Excerpt:
________
D. Planned Dissolution Rights

    Section 805 of the Michigan Act permits a company to include a provision for dissolution in its articles of incorporation.82 Such a provision may state that a shareholder or the holders of a specified proportion of shares “may require dissolution of the corporation at will or upon the occurrence of a specified event.”83 The provision must be included in the articles of incorporation by the incorporators or by an amendment that has been unanimously approved by the shareholders.84 Dissolution under this section is effected by “the execution and filing of a certificate of dissolution” in accordance with the article’s provision.85 As with the provision concerning management by shareholders under section 463, the existence of the dissolution provision should be noted conspicuously on the face or back of stock certificates.86

    Any time after a corporation has been dissolved, a shareholder may apply to the circuit court in the county of either the corporation’s principal place of business or the corporation’s registered location for a judgment “that the affairs of the corporation and the liquidation of its assets continue under supervision of the court.”87 Further, this section provides that the court shall:

make orders and judgments as may be required, including, but not limited to, continuance of liquidation of the corporation’s assets by its officers and directors under the supervision of the court, or the appointment of a receiver of the corporation to be vested with powers as the court designates to liquidate the affairs of the corporation.88

    Note that the court’s authority to appoint a third party of otherwise deal specifically with the resolution of the affairs of the corporation occurs once the corporation has been dissolved. In the absence of oppression or other misconduct within the scope of section 489 of the Act, the court has no express authority to fashion remedies to help with the deadlock prior to the corporation’s dissolution.

E. Additional Directors

    Additional directors can play a variety of roles, depending upon the timing of their arrival on the board and the relationship of the parties. Under the best of circumstances, they arrive early in the proves and encourage favorable relationships, bring perspective to board and management meetings, provide sage counsel to management and individual shareholders which avoids future crises leading the deadlock, and contribute in the customary roles of directors.

    At the other end of the spectrum, an additional directory may be brought in to attempt to break deadlock long enough for the business to be sold to a third party or for one or the other of the shareholders to accomplish a buyout. Under these circumstances, the environment may be hostile, and therefore the additional director's role is really that of an interim caretaker rather than customary director. The independent director concept89 may be particularly valuable under these circumstances. It is probable that anyone assuming this position would require amendments to the articles to provide for sufficient control in order to motivate the parties to vie strongly for the independent director's support.

    Usually the additional director will be brought in somewhere in the development of a potentially difficult situation, as the parties recognize the need for greater strength on the board if the business is to prosper. In such situations, each party may select one or more individuals who represent their respective views but who also bring additional strengths to the board. If uncertainty prevails and a strong desire to head off problems exists, those new directors may then be given the opportunity to select a fifth director whose independence and skills may better blend the parties and positively redirect efforts.
________
Raw data:
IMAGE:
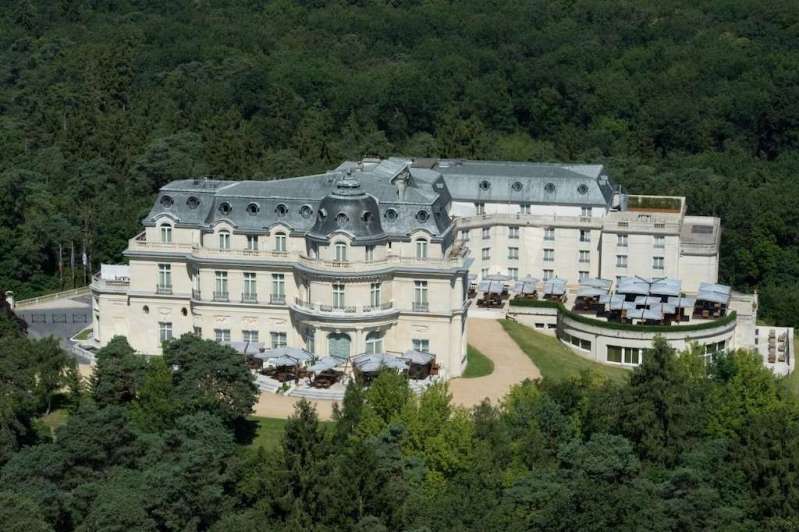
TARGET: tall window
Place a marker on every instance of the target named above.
(164, 277)
(421, 248)
(279, 339)
(420, 296)
(338, 295)
(166, 233)
(224, 240)
(280, 242)
(250, 291)
(374, 294)
(165, 330)
(220, 289)
(278, 288)
(374, 343)
(341, 252)
(421, 344)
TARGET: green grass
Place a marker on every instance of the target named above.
(556, 361)
(477, 364)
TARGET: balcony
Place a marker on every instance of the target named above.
(221, 296)
(164, 290)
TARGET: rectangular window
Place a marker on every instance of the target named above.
(420, 296)
(224, 240)
(341, 252)
(278, 289)
(278, 340)
(421, 344)
(338, 295)
(165, 330)
(164, 278)
(166, 234)
(374, 294)
(220, 289)
(280, 242)
(421, 249)
(222, 335)
(250, 291)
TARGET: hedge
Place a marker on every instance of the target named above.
(729, 318)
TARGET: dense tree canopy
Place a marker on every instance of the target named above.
(103, 102)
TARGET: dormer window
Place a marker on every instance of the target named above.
(341, 252)
(224, 240)
(280, 242)
(166, 234)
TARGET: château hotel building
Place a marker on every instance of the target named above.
(377, 255)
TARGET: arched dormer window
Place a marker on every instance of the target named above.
(341, 251)
(166, 233)
(280, 242)
(374, 343)
(224, 240)
(421, 248)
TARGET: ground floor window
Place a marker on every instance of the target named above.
(278, 340)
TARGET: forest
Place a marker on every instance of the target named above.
(102, 102)
(161, 443)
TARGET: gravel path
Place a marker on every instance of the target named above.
(511, 365)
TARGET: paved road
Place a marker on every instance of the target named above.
(511, 365)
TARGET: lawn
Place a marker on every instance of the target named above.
(477, 364)
(556, 361)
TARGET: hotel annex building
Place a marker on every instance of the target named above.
(377, 255)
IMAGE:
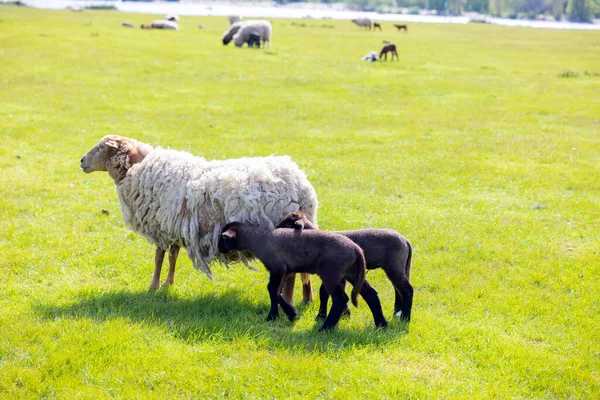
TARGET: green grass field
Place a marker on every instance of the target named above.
(471, 146)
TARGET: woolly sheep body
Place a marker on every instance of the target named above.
(173, 197)
(264, 28)
(233, 19)
(366, 22)
(165, 24)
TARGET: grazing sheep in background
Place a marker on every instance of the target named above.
(383, 248)
(175, 199)
(233, 29)
(372, 56)
(233, 19)
(264, 29)
(333, 257)
(366, 22)
(254, 39)
(162, 24)
(388, 48)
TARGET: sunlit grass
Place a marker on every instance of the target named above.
(473, 146)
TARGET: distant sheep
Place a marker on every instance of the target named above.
(175, 199)
(388, 48)
(366, 22)
(383, 248)
(333, 257)
(232, 30)
(233, 19)
(372, 56)
(162, 24)
(254, 39)
(263, 28)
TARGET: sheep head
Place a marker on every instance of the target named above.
(97, 158)
(295, 220)
(228, 239)
(115, 154)
(228, 35)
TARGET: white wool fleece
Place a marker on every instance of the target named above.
(173, 197)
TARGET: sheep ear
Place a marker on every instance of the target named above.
(112, 143)
(229, 234)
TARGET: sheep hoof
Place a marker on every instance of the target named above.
(381, 324)
(272, 317)
(326, 328)
(320, 316)
(346, 313)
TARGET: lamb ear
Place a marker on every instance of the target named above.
(112, 143)
(229, 234)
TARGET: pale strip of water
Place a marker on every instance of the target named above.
(295, 10)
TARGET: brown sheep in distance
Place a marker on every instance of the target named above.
(389, 48)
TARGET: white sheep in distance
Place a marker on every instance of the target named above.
(366, 22)
(162, 24)
(263, 28)
(232, 30)
(233, 19)
(175, 199)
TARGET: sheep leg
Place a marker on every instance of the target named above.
(403, 291)
(372, 299)
(173, 253)
(288, 287)
(289, 309)
(274, 286)
(159, 257)
(340, 302)
(307, 295)
(323, 300)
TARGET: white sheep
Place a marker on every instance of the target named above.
(175, 199)
(233, 19)
(162, 24)
(232, 30)
(263, 28)
(366, 22)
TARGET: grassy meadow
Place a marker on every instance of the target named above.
(472, 146)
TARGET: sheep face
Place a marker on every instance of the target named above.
(294, 220)
(97, 158)
(228, 239)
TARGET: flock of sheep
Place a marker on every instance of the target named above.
(238, 209)
(257, 33)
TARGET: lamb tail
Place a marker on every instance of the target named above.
(361, 270)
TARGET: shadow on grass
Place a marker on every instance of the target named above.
(227, 316)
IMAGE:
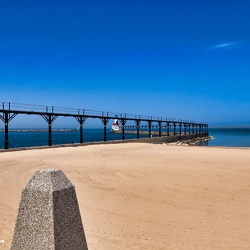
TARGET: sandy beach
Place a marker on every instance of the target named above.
(143, 196)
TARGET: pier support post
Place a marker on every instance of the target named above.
(49, 118)
(174, 128)
(105, 122)
(6, 118)
(160, 123)
(49, 216)
(81, 120)
(123, 122)
(6, 131)
(168, 128)
(137, 122)
(149, 129)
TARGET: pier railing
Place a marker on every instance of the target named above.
(8, 111)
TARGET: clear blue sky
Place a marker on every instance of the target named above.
(177, 59)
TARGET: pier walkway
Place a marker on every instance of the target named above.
(8, 111)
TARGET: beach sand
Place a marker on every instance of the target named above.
(143, 196)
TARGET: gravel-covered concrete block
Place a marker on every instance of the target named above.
(49, 215)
________
Aim: Pick up the passage on Michigan corporate deadlock remedies right after its last sentence and continue it.

Reply to the exercise:
    The parties can attempt to improve a bad situation by adding a director who plays more the role of referee than that of traditional director. If both parties can agree upon the selection, they can jointly select such an individual. Obviously, if the matter has reached a point of deadlock, there is little reason to consider this approach.

F. Purchase or Sale Provisions

     The most obvious solution to deadlock is a buyout. Hypothetically, it terminates dissension, removes one party from the scene, and restores peace. In reality it's not that easy.

    One threshold issue in drafting corporate agreements is determining an appropriate trigger mechanism. Conditions which may trigger a mandatory buyout provision may include deadlock, failure to elect directors, or an inability to agree on material matters. However, by including conditions to the right to trigger the buyout mechanism, the parties frequently create additional issues. Are they in fact deadlocked? If they are, is the deadlock having materially adverse effects?

    On the other hand, a right to trigger a buyout without any conditions to its use may make it too easy to trigger. It may cause the buyout mechanism to be implemented in haste or may also give each party additional opportunity to control the timing of a buyout to his or her strategic advantage.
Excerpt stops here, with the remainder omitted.